Exercise instructions: List all lines of the data containing the word "shrub".

BEGIN

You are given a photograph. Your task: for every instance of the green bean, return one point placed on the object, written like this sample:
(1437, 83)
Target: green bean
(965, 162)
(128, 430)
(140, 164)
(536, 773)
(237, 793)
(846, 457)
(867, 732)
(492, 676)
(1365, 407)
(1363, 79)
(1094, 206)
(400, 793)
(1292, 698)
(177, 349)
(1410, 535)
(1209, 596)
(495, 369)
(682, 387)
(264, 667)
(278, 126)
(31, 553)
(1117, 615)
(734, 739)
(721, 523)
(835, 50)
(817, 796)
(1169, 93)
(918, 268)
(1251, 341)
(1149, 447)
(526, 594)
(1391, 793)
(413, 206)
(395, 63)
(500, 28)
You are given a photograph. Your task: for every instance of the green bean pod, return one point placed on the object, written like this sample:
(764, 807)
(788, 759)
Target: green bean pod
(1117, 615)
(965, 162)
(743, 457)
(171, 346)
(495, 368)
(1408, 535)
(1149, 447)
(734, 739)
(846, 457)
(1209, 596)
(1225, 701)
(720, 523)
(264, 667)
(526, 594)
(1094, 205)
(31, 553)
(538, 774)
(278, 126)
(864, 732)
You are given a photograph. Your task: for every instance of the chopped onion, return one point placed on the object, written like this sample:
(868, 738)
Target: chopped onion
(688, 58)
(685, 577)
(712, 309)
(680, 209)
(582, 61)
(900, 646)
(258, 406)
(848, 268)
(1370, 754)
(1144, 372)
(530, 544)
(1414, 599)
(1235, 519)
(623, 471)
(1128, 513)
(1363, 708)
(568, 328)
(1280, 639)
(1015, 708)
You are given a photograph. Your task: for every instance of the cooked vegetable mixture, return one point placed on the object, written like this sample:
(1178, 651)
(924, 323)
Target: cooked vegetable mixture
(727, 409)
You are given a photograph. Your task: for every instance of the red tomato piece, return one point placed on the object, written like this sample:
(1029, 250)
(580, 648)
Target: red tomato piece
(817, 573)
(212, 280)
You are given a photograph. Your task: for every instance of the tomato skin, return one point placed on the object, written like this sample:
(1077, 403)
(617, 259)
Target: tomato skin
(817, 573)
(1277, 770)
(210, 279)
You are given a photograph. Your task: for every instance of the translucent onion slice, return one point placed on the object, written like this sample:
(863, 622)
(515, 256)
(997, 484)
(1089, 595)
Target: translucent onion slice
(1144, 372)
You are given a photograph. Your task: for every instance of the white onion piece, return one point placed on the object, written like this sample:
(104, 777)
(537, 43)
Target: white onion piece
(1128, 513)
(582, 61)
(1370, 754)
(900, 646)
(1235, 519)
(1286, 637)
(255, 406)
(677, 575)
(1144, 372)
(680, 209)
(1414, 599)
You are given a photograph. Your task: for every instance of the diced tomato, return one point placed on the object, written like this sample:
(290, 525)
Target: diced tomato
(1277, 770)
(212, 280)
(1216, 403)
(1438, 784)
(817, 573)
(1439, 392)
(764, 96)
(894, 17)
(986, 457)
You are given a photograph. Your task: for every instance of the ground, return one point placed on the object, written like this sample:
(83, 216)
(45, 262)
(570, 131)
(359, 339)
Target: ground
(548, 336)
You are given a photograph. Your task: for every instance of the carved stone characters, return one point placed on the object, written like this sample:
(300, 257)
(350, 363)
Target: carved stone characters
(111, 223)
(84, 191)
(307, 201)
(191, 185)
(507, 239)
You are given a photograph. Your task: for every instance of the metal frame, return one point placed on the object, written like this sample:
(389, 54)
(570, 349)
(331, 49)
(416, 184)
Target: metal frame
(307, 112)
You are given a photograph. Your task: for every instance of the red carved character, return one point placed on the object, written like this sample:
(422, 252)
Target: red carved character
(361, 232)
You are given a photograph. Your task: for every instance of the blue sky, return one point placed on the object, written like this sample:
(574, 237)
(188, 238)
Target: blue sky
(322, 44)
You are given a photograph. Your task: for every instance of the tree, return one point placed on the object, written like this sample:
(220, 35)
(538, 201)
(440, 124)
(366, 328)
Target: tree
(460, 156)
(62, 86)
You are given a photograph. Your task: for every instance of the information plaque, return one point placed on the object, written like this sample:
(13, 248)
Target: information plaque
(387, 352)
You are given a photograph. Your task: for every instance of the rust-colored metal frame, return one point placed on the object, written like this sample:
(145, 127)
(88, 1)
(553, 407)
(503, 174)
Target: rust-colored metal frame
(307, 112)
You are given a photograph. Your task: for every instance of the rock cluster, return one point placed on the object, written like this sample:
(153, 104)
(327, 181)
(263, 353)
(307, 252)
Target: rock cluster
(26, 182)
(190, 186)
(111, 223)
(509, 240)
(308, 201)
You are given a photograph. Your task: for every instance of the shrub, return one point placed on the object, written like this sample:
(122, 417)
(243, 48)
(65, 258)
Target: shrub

END

Task solution:
You are given a photograph. Your task: for every instance of the shrub, return one point placed on the object, written like this sample:
Target: shrub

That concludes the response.